Problem details – Your task is to copy each line of the records that includes the string "below".

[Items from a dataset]
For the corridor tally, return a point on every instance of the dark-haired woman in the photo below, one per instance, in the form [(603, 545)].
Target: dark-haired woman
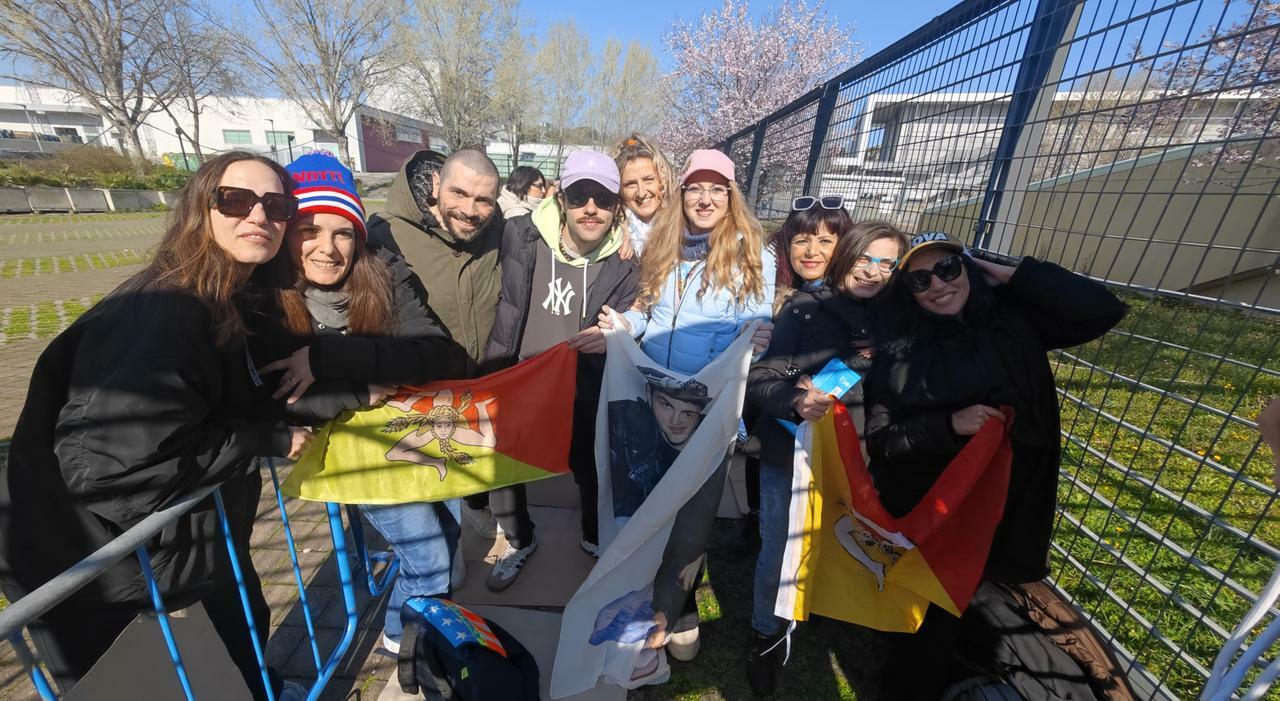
[(525, 189), (837, 271), (146, 398), (361, 322), (972, 339)]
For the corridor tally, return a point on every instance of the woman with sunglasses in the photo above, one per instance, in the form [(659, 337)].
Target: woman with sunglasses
[(837, 271), (972, 343), (364, 329), (147, 397), (705, 274)]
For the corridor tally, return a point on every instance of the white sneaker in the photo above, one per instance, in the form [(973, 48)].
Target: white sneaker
[(507, 566), (481, 521), (458, 572), (388, 645), (684, 645)]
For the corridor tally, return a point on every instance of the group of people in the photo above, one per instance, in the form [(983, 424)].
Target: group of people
[(227, 348)]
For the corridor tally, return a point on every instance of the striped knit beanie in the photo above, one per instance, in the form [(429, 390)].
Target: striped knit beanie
[(323, 184)]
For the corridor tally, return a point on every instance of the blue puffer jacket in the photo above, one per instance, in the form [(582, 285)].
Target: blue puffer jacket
[(685, 334)]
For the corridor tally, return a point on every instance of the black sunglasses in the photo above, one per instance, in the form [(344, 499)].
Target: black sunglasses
[(947, 269), (233, 201), (577, 197), (808, 202)]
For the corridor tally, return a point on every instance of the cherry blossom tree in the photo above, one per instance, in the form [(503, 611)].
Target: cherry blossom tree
[(732, 69)]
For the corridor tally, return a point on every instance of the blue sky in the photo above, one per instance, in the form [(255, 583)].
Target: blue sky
[(876, 23)]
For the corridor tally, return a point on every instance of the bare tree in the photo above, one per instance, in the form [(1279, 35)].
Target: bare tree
[(327, 58), (565, 64), (631, 92), (200, 65), (517, 91), (453, 49), (105, 53)]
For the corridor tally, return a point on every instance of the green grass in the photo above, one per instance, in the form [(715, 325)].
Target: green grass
[(22, 267), (1189, 480), (22, 219)]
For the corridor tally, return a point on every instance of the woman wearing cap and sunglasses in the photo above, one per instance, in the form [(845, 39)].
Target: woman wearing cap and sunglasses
[(973, 338), (147, 397), (837, 270), (705, 274)]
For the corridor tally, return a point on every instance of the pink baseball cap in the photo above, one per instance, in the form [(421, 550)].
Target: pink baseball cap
[(708, 159)]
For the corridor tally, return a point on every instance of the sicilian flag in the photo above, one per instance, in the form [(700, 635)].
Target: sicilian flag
[(848, 558), (447, 439)]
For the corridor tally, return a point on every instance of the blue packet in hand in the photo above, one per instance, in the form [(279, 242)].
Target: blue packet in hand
[(835, 379)]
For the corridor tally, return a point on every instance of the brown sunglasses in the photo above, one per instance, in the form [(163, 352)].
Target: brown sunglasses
[(233, 201)]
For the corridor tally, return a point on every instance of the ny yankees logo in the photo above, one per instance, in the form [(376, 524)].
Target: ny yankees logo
[(558, 296)]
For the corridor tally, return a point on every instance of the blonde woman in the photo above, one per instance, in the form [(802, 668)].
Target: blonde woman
[(648, 183), (704, 275)]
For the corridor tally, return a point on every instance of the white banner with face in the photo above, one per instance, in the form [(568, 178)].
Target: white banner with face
[(662, 450)]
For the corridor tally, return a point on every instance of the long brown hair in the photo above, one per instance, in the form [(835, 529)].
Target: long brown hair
[(732, 264), (369, 283), (188, 257), (853, 244)]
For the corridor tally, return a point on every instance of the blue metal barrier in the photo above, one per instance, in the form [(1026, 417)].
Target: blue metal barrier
[(133, 541)]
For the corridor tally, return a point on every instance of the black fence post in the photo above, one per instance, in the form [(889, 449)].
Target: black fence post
[(821, 123), (1052, 18)]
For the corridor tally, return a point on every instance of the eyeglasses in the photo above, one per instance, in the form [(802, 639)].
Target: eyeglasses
[(947, 269), (885, 265), (232, 201), (577, 197), (718, 193), (808, 202)]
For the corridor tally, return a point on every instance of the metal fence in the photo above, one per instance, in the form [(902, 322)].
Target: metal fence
[(1133, 142)]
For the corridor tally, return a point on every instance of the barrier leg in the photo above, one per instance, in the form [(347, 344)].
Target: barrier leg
[(297, 569), (163, 618), (243, 592), (28, 661), (348, 599)]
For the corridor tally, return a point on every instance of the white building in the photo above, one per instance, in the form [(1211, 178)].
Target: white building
[(45, 119)]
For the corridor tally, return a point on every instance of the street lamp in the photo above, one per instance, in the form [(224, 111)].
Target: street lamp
[(183, 147), (32, 124)]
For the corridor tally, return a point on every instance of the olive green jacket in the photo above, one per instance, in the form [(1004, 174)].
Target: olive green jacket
[(461, 280)]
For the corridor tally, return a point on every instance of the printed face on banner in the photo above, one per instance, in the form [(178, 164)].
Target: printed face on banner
[(648, 433)]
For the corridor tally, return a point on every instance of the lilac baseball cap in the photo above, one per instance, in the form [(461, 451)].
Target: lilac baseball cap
[(708, 159), (590, 165)]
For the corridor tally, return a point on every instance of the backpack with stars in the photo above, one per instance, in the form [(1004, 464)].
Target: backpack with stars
[(452, 654)]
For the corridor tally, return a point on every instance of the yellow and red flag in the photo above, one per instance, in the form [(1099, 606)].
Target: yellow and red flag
[(448, 439), (848, 558)]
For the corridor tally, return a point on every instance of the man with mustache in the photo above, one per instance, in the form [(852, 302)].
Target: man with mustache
[(561, 269), (442, 216)]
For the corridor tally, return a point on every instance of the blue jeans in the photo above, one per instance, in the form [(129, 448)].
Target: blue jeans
[(425, 536), (775, 505)]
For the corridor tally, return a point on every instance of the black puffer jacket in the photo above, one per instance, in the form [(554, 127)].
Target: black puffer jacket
[(129, 409), (996, 354), (809, 330)]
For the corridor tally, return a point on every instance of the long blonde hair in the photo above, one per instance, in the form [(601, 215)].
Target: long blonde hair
[(636, 146), (734, 259)]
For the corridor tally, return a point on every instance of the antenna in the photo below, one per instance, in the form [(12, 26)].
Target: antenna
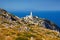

Task output –
For the corridor tally, return a point on every instance of the dark-haired woman in the photo below, one per instance, in the form [(603, 545)].
For the corridor tally, return a point on every instance of the antenna in the photo below, one per instance, in the form [(12, 26)].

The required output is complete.